OpenAI, Google, and Anthropic hit roadblocks in advanced AI development

NEW YORK, UNITED STATES — Leading artificial intelligence companies OpenAI, Google, and Anthropic are struggling in their pursuit of more advanced AI models. This marks a potential slowdown in the rapid progress the industry has witnessed over the past few years.
AI training hurdles and data limitations
Bloomberg reported that OpenAI’s latest model, Orion, has particularly struggled with coding questions it hadn’t been trained on. The model’s performance improvement over existing systems like GPT-4 has been less impressive than anticipated.
Similarly, Google‘s upcoming Gemini software isn’t meeting internal benchmarks, while Anthropic has delayed the release of its anticipated Claude 3.5 Opus model.
The tech giants’ collective difficulties underscore the waning returns in building ever-larger models using massive amounts of data and computing power.
Scarcity of data and rising costs
The AI industry’s quest for groundbreaking models faces another key challenge: data scarcity. Historically, AI models have been trained using freely available online content, but the pool of new, high-quality data is drying up. According to insiders, Orion’s coding struggles, for example, stem from a limited supply of coding data.
“It is less about quantity and more about quality and diversity of data,” explains Lila Tretikov, head of AI strategy at New Enterprise Associates.
“We can generate quantity synthetically, yet we struggle to get unique, high-quality datasets without human guidance, especially when it comes to language.”

ACTIVITIES >>
A. Using the article on AI development roadblocks, answer these:
(i) Which OpenAI model has struggled with coding questions it hadn't been trained on?
(ii) Which Anthropic model's release has been delayed?
(iii) What position does Lila Tretikov hold?
B. Decide whether each statement agrees with the article on AI development roadblocks:
(i) Google's upcoming Gemini software is meeting internal benchmarks.
(ii) Orion's performance improvement over GPT-4 has been less impressive than anticipated.
(iii) Insiders attribute Orion's coding struggles to a limited supply of coding data.
C. Write the next few sentences of the article on AI development roadblocks, picking up after its final sentence.

LISTED RECORDS >>
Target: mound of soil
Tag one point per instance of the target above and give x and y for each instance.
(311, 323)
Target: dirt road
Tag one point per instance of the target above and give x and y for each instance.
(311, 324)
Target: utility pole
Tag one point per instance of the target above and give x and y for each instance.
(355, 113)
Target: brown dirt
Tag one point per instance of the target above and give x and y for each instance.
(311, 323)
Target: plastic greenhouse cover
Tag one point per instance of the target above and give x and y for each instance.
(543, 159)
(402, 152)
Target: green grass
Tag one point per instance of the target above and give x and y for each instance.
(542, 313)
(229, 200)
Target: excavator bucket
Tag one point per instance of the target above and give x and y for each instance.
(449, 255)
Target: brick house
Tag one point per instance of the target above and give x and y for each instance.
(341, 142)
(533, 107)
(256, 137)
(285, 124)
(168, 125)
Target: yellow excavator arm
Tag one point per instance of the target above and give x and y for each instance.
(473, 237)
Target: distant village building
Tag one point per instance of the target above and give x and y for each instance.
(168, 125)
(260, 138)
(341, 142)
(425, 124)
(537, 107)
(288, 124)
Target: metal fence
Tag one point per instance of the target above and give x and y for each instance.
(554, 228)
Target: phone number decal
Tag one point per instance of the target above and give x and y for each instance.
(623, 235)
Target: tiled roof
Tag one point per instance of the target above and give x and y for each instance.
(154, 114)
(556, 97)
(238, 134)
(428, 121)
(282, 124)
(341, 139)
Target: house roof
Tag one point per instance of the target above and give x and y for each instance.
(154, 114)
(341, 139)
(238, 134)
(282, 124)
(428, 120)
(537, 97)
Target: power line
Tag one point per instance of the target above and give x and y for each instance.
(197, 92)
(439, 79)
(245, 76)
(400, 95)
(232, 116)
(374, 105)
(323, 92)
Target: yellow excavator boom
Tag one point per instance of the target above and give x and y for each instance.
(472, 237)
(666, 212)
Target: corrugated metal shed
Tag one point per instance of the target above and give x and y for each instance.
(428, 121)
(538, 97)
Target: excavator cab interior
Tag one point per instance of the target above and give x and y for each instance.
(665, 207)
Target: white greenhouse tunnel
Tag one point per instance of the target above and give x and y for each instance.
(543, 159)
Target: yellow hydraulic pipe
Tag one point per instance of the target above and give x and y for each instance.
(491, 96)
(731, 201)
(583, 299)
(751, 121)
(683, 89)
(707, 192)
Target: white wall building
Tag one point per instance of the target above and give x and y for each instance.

ANSWERS TO THIS EXERCISE >>
A.
(i) Orion
(ii) Claude 3.5 Opus
(iii) Head of AI strategy at New Enterprise Associates

B.
(i) No: "isn’t meeting internal benchmarks"
(ii) Yes: "The model’s performance improvement over existing systems like GPT-4 has been less impressive than anticipated."
(iii) Yes: "According to insiders, Orion’s coding struggles, for example, stem from a limited supply of coding data."

C.
As Margaret Mitchell of AI startup Hugging Face noted, progress in AI may require different training approaches to achieve performance breakthroughs.
Tech companies are exploring synthetic data generation and other novel methods, but such avenues have their limitations. The result is slower, costlier development cycles. Dario Amodei, CEO of Anthropic, has indicated that while companies currently spend around $100 million to train cutting-edge models, this figure could reach $100 billion in the coming years.
Industry implications and future direction
Despite these challenges, companies are adapting their strategies. Google’s Gemini received functionality updates, such as generating images of people, while OpenAI has refined existing features, including a voice assistant for ChatGPT. Both companies are shifting focus from mere model size to practical applications and improved user experiences.
As CEO Sam Altman noted on Reddit, “We will have better and better models, but I think the thing that will feel like the next giant breakthrough will be agents.”
The company remains optimistic about future releases, albeit without a major model like GPT-5 on the immediate horizon.